-- BEGIN RECORD EXTRACTS --

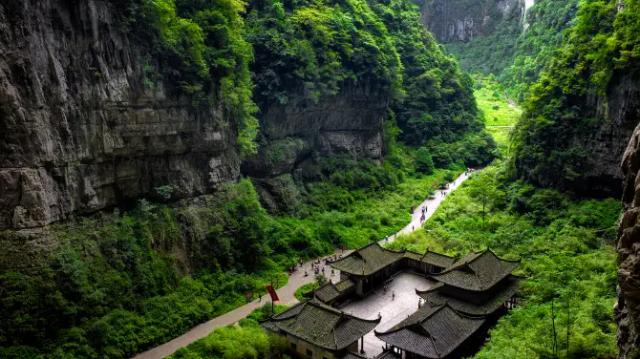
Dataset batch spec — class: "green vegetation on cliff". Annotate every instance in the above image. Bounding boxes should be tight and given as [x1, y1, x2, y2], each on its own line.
[498, 0, 578, 101]
[514, 0, 640, 194]
[370, 0, 486, 148]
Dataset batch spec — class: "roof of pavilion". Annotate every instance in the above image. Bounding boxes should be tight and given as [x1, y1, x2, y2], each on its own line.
[314, 279, 355, 303]
[262, 300, 380, 351]
[432, 249, 520, 292]
[331, 242, 404, 276]
[331, 242, 456, 276]
[375, 304, 485, 359]
[416, 275, 520, 316]
[404, 250, 456, 268]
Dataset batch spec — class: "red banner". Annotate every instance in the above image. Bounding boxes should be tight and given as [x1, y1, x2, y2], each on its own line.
[267, 284, 280, 302]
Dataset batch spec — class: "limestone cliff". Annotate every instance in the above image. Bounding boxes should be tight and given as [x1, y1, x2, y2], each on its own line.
[0, 0, 239, 229]
[616, 120, 640, 359]
[242, 84, 389, 214]
[422, 0, 526, 43]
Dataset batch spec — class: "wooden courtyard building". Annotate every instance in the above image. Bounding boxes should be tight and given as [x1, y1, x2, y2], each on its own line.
[263, 243, 520, 359]
[375, 304, 486, 359]
[417, 250, 520, 317]
[262, 299, 380, 359]
[376, 250, 519, 359]
[331, 242, 455, 297]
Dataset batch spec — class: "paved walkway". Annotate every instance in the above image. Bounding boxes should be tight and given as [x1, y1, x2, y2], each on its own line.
[340, 272, 434, 358]
[379, 171, 473, 245]
[134, 173, 469, 359]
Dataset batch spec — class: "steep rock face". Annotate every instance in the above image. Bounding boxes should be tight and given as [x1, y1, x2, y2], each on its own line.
[422, 0, 525, 43]
[573, 74, 640, 195]
[616, 125, 640, 359]
[0, 0, 239, 229]
[242, 84, 389, 210]
[515, 71, 640, 197]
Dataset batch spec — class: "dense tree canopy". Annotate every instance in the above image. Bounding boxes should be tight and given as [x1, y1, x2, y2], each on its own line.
[514, 0, 640, 189]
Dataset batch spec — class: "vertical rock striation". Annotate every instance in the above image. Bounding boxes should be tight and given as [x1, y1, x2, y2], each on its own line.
[0, 0, 239, 229]
[616, 121, 640, 359]
[422, 0, 525, 43]
[242, 83, 389, 211]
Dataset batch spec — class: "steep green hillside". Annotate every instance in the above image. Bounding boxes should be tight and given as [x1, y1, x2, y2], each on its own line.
[514, 0, 640, 194]
[498, 0, 578, 100]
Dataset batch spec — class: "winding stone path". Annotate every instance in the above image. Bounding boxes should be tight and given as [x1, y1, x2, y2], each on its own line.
[134, 173, 469, 359]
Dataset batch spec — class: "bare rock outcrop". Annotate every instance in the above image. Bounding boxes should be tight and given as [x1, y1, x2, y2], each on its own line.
[422, 0, 525, 43]
[616, 125, 640, 359]
[242, 83, 389, 211]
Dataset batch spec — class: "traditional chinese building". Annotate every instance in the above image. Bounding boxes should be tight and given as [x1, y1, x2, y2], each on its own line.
[331, 242, 455, 297]
[262, 300, 380, 359]
[418, 250, 520, 316]
[263, 248, 520, 359]
[375, 304, 485, 359]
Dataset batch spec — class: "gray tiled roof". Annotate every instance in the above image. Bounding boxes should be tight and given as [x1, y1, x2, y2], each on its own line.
[262, 300, 380, 351]
[342, 352, 367, 359]
[314, 278, 355, 303]
[376, 304, 485, 359]
[418, 276, 520, 316]
[331, 242, 403, 275]
[433, 250, 520, 291]
[404, 250, 455, 268]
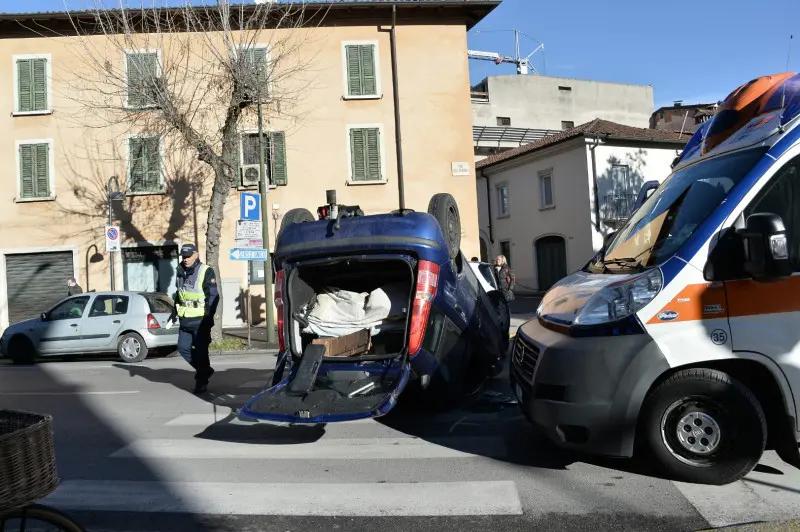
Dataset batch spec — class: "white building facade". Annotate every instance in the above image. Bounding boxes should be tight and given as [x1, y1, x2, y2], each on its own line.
[476, 119, 688, 293]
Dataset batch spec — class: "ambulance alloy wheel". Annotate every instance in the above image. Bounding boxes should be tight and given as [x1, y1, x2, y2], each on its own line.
[641, 369, 767, 485]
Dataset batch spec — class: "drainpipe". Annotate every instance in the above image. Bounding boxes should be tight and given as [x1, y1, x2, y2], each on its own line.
[390, 5, 406, 215]
[589, 135, 600, 233]
[481, 172, 494, 244]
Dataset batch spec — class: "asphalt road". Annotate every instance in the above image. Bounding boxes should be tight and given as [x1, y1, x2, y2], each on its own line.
[0, 354, 800, 532]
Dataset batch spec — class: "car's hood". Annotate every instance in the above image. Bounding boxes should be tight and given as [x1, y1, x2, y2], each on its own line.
[539, 271, 638, 325]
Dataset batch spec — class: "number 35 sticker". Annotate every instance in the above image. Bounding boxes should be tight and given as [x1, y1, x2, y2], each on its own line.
[711, 329, 728, 345]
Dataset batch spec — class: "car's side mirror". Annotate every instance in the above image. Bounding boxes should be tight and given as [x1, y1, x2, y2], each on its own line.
[737, 213, 792, 281]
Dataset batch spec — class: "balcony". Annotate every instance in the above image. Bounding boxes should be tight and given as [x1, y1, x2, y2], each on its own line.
[600, 194, 636, 225]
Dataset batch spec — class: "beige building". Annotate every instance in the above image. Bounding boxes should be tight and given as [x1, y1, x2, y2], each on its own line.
[0, 0, 500, 330]
[476, 119, 689, 293]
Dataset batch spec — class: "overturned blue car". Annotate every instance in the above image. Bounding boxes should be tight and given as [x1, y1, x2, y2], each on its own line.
[238, 191, 510, 423]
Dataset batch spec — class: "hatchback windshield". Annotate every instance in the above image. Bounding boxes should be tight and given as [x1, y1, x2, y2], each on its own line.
[590, 147, 768, 271]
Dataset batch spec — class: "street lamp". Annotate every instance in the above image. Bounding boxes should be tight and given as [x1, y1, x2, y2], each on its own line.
[108, 175, 125, 292]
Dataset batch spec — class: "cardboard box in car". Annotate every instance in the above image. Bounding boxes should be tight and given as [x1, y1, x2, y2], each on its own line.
[311, 329, 372, 357]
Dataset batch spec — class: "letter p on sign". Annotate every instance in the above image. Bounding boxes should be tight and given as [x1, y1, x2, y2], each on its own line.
[239, 192, 261, 222]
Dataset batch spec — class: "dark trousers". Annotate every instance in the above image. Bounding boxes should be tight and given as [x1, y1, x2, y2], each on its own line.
[178, 324, 211, 385]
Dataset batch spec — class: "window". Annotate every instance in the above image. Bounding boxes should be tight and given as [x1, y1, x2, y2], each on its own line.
[125, 52, 159, 109]
[349, 127, 386, 183]
[14, 55, 50, 114]
[497, 185, 511, 216]
[47, 296, 89, 321]
[539, 172, 555, 209]
[241, 131, 288, 186]
[344, 43, 380, 98]
[744, 153, 800, 272]
[242, 46, 269, 101]
[128, 137, 163, 193]
[89, 296, 128, 318]
[17, 141, 53, 200]
[144, 294, 174, 314]
[500, 240, 511, 268]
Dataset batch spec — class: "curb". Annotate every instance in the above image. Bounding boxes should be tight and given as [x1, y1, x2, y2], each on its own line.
[208, 349, 278, 356]
[697, 520, 800, 532]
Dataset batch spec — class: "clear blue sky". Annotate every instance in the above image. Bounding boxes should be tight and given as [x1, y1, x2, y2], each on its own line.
[0, 0, 800, 107]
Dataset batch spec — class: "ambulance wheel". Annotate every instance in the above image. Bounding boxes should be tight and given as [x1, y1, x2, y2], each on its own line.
[278, 208, 314, 238]
[642, 369, 767, 485]
[428, 193, 461, 260]
[117, 333, 147, 363]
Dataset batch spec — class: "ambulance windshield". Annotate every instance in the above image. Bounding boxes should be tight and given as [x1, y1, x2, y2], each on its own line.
[589, 147, 768, 273]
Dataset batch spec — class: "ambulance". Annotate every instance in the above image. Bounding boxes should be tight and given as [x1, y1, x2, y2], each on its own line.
[510, 73, 800, 484]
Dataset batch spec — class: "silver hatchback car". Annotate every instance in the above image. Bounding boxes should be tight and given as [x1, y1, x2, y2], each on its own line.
[0, 291, 178, 364]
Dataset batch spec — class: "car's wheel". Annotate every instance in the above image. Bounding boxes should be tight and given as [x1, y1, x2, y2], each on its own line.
[8, 336, 37, 365]
[117, 333, 147, 363]
[642, 369, 767, 485]
[278, 208, 314, 234]
[428, 193, 461, 260]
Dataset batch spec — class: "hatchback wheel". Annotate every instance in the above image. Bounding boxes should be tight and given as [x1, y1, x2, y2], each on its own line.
[117, 333, 147, 362]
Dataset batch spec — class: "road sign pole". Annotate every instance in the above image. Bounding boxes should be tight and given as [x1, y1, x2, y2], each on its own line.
[257, 89, 276, 344]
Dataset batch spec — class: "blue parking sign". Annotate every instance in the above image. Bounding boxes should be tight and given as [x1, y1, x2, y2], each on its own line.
[239, 192, 261, 222]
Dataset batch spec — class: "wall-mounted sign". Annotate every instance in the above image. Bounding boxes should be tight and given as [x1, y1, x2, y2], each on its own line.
[450, 161, 469, 176]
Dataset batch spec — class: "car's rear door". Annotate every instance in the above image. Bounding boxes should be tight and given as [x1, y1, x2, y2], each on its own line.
[81, 294, 131, 351]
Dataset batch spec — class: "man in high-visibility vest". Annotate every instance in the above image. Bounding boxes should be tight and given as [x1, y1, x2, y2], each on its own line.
[168, 244, 219, 394]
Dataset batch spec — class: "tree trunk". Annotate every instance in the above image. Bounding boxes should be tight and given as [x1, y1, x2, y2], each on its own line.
[206, 170, 231, 340]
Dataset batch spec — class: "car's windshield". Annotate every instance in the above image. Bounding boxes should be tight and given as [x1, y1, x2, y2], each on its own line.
[590, 147, 767, 271]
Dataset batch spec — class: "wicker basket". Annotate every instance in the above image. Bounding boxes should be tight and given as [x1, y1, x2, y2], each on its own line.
[0, 410, 58, 514]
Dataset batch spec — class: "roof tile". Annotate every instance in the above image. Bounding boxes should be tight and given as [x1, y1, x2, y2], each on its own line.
[475, 118, 691, 170]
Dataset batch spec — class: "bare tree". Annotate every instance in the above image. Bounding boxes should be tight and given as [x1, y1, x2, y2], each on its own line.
[52, 0, 325, 338]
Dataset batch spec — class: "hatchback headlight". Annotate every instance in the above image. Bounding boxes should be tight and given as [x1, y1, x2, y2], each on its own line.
[574, 268, 664, 325]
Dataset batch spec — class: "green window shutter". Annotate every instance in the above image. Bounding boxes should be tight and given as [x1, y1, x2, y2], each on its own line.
[19, 144, 36, 198]
[17, 59, 33, 113]
[345, 45, 364, 96]
[127, 53, 158, 108]
[128, 137, 147, 192]
[345, 44, 378, 96]
[359, 44, 378, 96]
[350, 129, 367, 181]
[364, 128, 383, 181]
[269, 131, 288, 186]
[145, 137, 161, 192]
[19, 144, 50, 198]
[33, 144, 50, 198]
[32, 59, 47, 111]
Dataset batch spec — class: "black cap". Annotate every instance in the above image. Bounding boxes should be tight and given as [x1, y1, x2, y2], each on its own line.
[181, 244, 197, 257]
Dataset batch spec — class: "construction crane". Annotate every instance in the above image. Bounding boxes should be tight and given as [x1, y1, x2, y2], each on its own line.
[467, 30, 544, 75]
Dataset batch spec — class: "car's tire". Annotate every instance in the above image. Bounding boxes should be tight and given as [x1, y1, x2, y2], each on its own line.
[117, 333, 148, 364]
[8, 335, 38, 366]
[428, 193, 461, 260]
[640, 368, 767, 485]
[278, 208, 314, 234]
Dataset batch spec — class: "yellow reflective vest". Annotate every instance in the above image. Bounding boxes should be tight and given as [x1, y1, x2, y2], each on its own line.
[176, 264, 208, 318]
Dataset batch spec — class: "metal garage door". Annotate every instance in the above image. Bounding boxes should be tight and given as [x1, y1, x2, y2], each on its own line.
[6, 251, 75, 324]
[536, 236, 567, 290]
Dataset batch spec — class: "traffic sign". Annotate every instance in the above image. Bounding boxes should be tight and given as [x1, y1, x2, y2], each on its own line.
[106, 225, 119, 252]
[236, 220, 263, 240]
[239, 192, 261, 222]
[231, 248, 269, 261]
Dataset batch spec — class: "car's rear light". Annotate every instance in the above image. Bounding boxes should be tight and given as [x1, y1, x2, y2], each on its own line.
[275, 270, 286, 352]
[408, 260, 439, 357]
[147, 314, 161, 329]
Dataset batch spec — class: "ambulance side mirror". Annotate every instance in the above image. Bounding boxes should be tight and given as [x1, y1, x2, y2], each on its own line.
[737, 213, 792, 281]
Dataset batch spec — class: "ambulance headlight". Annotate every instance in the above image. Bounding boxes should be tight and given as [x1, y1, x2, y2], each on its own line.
[573, 268, 664, 325]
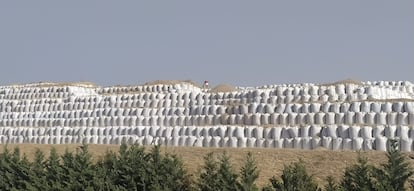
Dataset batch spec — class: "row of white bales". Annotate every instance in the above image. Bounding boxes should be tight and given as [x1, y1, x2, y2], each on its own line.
[0, 81, 414, 151]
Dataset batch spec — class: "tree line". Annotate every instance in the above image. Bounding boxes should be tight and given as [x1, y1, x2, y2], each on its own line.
[0, 140, 414, 191]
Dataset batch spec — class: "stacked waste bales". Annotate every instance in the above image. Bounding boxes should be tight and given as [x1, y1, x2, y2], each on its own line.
[0, 81, 414, 151]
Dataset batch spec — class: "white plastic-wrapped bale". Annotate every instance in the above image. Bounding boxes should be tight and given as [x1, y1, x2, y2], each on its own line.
[252, 127, 263, 139]
[354, 112, 365, 124]
[384, 125, 397, 139]
[302, 137, 312, 150]
[194, 137, 204, 147]
[263, 139, 275, 148]
[309, 125, 322, 137]
[352, 137, 364, 151]
[370, 102, 381, 113]
[287, 127, 299, 138]
[246, 137, 256, 148]
[314, 113, 325, 125]
[287, 113, 298, 126]
[322, 125, 338, 138]
[203, 136, 212, 147]
[322, 137, 332, 149]
[387, 112, 397, 125]
[226, 137, 237, 148]
[283, 138, 293, 149]
[397, 126, 410, 140]
[344, 112, 355, 125]
[273, 139, 285, 149]
[263, 127, 272, 139]
[210, 136, 221, 147]
[184, 136, 197, 147]
[349, 126, 361, 139]
[142, 135, 154, 145]
[397, 113, 408, 125]
[342, 138, 352, 150]
[392, 102, 404, 112]
[337, 125, 349, 139]
[372, 126, 385, 138]
[325, 112, 335, 125]
[237, 137, 247, 148]
[232, 126, 245, 138]
[332, 138, 343, 151]
[305, 113, 315, 125]
[349, 102, 361, 113]
[374, 137, 387, 151]
[362, 139, 375, 151]
[293, 137, 303, 149]
[255, 139, 265, 148]
[335, 113, 345, 124]
[408, 113, 414, 126]
[270, 127, 283, 140]
[399, 138, 413, 152]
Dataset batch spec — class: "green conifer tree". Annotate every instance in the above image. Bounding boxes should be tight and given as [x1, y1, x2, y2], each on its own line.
[239, 152, 259, 191]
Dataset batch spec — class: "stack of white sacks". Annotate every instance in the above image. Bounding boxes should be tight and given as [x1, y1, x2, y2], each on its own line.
[0, 81, 414, 151]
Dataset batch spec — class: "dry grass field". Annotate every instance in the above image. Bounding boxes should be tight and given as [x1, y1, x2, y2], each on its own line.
[0, 144, 414, 186]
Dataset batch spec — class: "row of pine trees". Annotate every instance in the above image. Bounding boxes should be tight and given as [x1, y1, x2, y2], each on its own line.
[0, 141, 414, 191]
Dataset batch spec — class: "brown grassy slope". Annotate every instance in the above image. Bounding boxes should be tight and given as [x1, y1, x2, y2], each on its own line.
[0, 144, 408, 186]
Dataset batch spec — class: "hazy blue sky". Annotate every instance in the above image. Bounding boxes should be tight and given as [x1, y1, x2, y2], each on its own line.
[0, 0, 414, 86]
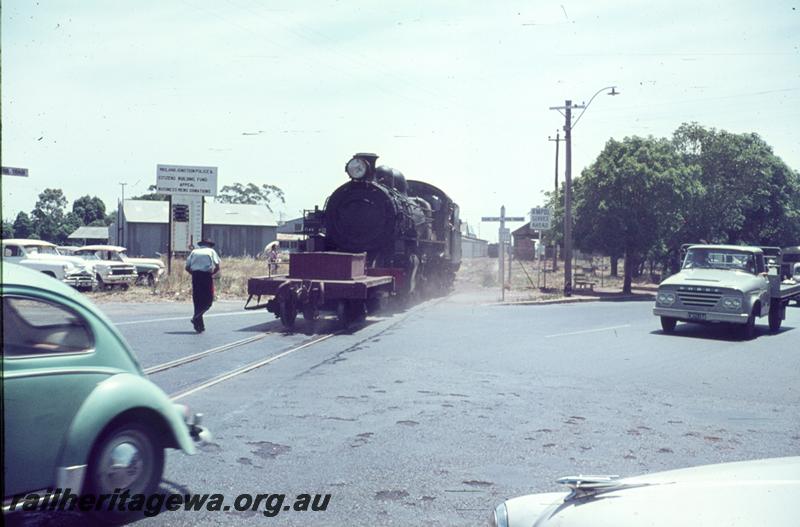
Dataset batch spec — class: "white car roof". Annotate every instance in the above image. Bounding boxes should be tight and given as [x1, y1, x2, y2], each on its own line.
[3, 238, 56, 247]
[81, 245, 128, 252]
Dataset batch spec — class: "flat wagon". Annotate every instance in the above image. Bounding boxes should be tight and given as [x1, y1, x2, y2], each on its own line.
[244, 252, 395, 328]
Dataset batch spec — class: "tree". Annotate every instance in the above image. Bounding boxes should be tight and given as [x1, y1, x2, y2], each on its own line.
[131, 185, 169, 201]
[31, 188, 67, 243]
[14, 211, 36, 238]
[673, 123, 800, 245]
[72, 195, 106, 225]
[216, 183, 286, 212]
[575, 137, 701, 294]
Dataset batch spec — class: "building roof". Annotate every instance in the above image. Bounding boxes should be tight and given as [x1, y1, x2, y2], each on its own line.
[67, 225, 108, 240]
[124, 199, 277, 227]
[3, 238, 56, 247]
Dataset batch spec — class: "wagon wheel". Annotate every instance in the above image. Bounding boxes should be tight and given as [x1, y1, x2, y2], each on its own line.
[280, 290, 297, 329]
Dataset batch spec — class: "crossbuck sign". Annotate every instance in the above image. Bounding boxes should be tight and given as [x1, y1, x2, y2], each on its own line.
[530, 207, 553, 231]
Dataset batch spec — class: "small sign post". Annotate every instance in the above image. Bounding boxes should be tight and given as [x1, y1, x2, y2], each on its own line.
[531, 207, 553, 231]
[156, 165, 217, 272]
[481, 205, 525, 300]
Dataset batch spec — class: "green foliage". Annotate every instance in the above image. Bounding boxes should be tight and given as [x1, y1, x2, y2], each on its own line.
[568, 123, 800, 289]
[574, 137, 701, 292]
[216, 183, 286, 212]
[72, 195, 106, 225]
[673, 123, 800, 246]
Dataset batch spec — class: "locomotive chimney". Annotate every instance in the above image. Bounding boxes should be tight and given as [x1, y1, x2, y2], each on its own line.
[344, 153, 378, 181]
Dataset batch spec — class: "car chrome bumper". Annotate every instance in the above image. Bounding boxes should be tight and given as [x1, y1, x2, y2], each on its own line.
[186, 414, 212, 443]
[61, 274, 97, 289]
[653, 307, 748, 324]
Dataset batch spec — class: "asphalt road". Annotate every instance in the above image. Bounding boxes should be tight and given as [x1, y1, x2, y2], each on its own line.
[10, 293, 800, 526]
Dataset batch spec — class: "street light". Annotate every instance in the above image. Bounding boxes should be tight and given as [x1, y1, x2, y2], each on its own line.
[550, 86, 619, 296]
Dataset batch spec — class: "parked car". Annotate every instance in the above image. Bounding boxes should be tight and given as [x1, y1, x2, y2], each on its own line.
[492, 457, 800, 527]
[81, 245, 167, 287]
[2, 239, 97, 291]
[72, 247, 139, 289]
[653, 244, 800, 339]
[0, 264, 208, 516]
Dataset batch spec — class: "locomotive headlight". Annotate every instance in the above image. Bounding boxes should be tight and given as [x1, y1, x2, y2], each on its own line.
[344, 157, 369, 180]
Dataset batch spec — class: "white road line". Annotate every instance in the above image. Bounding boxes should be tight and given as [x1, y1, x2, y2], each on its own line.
[114, 310, 266, 326]
[544, 324, 631, 339]
[170, 332, 339, 401]
[144, 333, 270, 375]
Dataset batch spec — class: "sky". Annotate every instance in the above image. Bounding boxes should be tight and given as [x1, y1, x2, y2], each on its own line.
[0, 0, 800, 240]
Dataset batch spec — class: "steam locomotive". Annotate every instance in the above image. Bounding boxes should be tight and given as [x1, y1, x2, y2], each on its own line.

-- END RECORD EXTRACTS --

Please copy out, exactly, the stretch of the listing from its start through the line containing "[267, 284, 280, 302]", including both ends and leaving the pictures out of your answer.

Dataset batch spec — class: "green vegetation on cliff". Annotate every instance in the above image. Bounding boxes should be tight and given as [x1, y1, x2, y2], each on its own line.
[498, 0, 578, 101]
[514, 0, 640, 194]
[370, 0, 486, 148]
Dataset batch spec — class: "roof of pavilion". Annotate every instance in the above image. Bounding boxes should be tight and given as [x1, y1, x2, y2], each on its own line.
[314, 279, 355, 303]
[262, 300, 380, 351]
[432, 249, 520, 292]
[331, 242, 404, 276]
[331, 242, 456, 276]
[375, 304, 485, 359]
[416, 275, 520, 316]
[404, 250, 456, 268]
Dataset batch spec — class: "red banner". Annotate every instance in the above image. Bounding boxes should be tight and given as [x1, y1, x2, y2], each on its own line.
[267, 284, 280, 302]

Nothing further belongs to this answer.